## Dataset records
───

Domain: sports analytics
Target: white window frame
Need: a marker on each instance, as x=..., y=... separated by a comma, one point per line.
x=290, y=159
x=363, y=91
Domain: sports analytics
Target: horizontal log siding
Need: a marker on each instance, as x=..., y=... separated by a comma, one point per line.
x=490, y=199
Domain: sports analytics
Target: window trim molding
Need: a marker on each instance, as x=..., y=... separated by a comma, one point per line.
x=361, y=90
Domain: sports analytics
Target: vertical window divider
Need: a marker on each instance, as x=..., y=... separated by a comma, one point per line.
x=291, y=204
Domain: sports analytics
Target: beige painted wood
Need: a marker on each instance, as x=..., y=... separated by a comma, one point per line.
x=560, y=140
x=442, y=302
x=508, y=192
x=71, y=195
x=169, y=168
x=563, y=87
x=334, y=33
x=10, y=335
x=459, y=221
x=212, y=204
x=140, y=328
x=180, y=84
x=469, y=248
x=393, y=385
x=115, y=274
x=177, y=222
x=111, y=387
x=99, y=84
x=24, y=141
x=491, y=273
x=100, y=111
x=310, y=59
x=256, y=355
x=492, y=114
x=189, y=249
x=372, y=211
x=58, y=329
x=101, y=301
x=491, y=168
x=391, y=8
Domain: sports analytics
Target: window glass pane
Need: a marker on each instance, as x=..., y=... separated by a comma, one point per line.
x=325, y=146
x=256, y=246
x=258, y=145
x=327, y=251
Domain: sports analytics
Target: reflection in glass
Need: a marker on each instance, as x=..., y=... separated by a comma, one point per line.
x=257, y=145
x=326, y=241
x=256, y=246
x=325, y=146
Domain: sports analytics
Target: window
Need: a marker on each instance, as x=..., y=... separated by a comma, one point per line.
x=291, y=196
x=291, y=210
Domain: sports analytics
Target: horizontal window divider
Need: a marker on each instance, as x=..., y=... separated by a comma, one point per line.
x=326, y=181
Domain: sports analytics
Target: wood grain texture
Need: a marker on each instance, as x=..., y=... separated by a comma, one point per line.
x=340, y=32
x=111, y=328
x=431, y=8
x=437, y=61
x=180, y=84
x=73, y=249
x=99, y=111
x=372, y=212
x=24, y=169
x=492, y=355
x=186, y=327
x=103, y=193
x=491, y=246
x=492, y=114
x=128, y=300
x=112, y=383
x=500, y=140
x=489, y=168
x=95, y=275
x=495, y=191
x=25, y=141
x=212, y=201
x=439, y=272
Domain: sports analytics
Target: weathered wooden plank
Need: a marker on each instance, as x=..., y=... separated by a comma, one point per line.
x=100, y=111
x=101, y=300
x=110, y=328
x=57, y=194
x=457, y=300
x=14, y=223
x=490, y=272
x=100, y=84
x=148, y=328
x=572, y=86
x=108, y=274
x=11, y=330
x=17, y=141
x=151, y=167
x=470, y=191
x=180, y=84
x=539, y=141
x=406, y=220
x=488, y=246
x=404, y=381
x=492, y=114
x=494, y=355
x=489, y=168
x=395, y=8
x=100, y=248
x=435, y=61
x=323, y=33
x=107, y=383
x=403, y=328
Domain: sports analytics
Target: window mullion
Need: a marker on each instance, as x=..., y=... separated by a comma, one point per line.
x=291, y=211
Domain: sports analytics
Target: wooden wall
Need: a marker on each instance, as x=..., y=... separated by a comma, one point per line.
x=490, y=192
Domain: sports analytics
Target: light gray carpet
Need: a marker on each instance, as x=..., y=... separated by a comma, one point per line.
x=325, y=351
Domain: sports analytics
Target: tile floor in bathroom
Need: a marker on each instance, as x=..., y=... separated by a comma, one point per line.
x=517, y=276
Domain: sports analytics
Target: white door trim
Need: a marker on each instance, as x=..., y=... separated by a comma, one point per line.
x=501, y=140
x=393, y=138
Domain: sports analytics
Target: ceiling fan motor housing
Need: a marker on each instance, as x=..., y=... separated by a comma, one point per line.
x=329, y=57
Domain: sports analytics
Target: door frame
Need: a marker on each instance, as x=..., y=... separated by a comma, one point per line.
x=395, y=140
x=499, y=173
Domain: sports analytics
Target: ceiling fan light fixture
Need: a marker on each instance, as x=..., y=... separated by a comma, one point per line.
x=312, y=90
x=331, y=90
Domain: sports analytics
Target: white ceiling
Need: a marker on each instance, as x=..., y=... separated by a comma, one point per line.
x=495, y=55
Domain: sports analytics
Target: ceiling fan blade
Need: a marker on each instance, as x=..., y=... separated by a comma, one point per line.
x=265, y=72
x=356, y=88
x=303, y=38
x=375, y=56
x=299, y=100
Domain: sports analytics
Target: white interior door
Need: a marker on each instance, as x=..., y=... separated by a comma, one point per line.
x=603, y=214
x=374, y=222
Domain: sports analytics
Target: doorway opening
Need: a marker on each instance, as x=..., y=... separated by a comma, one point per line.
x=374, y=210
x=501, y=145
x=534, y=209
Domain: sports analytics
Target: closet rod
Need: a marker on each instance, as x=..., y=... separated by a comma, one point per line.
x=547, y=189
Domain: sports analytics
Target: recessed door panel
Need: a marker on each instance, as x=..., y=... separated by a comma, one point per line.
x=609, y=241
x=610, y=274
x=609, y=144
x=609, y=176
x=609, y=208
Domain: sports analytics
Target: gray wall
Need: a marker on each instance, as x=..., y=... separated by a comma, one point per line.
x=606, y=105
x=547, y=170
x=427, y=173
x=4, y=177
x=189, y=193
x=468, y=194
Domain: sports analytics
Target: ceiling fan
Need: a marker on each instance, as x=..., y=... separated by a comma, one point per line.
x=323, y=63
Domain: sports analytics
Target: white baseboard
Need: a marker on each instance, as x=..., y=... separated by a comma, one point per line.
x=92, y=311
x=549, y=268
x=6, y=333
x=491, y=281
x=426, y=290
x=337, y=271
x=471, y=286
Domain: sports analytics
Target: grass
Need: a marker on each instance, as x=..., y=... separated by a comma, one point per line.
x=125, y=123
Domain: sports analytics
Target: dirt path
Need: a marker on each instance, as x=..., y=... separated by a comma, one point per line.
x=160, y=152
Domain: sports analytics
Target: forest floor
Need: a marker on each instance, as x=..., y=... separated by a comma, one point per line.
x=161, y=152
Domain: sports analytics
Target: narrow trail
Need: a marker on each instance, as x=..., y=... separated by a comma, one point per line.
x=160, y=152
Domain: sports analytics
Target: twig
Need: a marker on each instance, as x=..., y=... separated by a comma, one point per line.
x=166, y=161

───

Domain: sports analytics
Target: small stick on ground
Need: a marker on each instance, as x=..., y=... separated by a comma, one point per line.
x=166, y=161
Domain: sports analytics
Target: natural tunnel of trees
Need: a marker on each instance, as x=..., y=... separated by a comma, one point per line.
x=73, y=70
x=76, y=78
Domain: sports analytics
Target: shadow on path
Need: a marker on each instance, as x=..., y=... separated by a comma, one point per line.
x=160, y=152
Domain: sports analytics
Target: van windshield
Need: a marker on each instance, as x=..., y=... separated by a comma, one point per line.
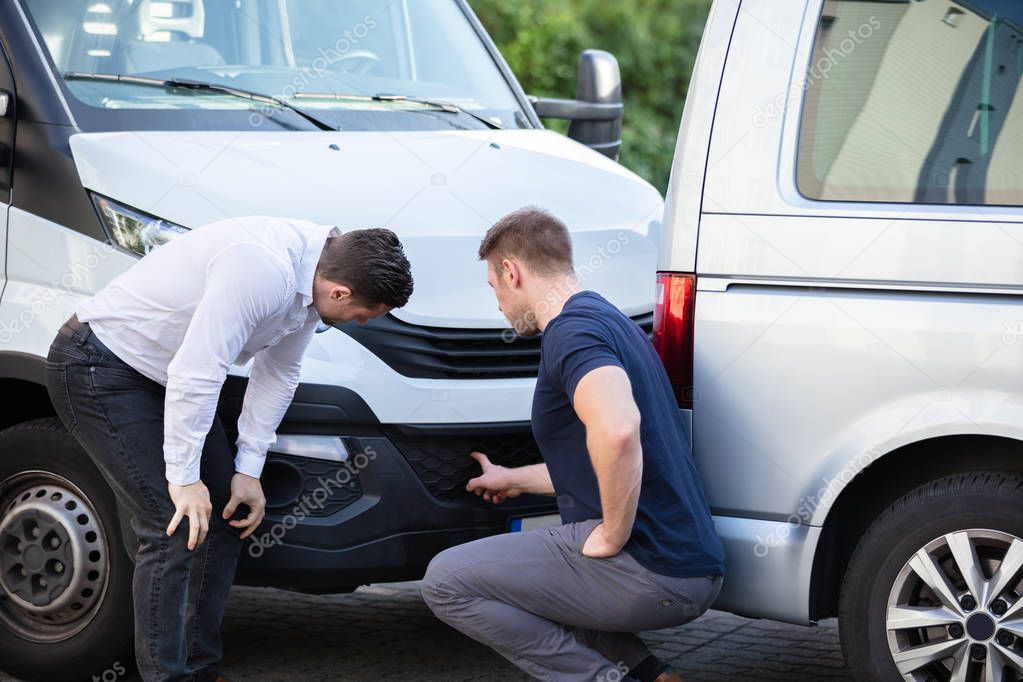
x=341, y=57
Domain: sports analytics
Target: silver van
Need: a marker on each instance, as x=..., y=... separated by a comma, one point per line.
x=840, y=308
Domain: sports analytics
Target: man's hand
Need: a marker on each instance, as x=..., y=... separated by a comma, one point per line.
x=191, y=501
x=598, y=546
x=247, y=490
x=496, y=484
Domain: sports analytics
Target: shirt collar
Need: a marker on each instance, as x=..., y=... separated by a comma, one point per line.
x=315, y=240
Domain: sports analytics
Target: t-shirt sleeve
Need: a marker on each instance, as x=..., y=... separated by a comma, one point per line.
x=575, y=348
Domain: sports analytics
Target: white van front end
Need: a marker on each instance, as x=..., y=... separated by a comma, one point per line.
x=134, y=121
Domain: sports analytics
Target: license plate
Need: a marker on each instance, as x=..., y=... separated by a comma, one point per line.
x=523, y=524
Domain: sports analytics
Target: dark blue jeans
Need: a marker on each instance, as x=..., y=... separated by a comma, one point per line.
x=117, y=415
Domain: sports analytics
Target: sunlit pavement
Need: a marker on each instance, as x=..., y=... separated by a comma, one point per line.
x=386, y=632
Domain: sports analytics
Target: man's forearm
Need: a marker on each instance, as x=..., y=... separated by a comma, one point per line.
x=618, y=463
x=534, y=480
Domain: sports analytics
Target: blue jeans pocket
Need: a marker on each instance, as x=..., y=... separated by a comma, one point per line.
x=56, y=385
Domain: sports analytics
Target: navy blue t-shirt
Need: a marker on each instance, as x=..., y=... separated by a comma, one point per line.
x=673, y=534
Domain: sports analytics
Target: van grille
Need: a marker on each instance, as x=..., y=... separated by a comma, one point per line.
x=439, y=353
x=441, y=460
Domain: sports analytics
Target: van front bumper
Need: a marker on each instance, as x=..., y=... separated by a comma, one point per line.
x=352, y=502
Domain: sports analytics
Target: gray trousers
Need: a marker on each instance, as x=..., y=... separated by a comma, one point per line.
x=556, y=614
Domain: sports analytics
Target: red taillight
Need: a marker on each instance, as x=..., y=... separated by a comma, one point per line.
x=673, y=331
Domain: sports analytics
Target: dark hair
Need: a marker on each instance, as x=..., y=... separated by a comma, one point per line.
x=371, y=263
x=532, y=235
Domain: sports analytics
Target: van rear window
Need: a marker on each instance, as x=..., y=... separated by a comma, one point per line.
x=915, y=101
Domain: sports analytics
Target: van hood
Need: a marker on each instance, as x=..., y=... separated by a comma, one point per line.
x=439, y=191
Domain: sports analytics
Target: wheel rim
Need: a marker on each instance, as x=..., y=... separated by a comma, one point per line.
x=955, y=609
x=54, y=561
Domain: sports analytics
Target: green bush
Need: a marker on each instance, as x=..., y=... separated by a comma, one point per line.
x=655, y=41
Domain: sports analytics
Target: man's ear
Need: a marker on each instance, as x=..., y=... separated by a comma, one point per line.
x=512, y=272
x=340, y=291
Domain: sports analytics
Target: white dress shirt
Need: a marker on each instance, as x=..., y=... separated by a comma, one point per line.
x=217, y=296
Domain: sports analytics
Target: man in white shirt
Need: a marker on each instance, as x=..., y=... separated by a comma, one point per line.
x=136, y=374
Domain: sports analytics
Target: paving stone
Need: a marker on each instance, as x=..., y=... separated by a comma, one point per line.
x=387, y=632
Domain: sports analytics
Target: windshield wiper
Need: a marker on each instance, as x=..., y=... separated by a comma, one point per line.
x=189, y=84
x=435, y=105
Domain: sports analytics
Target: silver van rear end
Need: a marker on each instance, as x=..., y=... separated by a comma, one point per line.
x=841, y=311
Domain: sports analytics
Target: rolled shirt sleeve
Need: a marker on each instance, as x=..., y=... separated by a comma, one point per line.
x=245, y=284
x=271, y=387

───

Search the records above for the string "shirt". Report each line that has it.

Target: shirt collar
Target: t-shirt sleeve
Target: navy blue t-shirt
Target: white dress shirt
Target: man in white shirt
Target: rolled shirt sleeve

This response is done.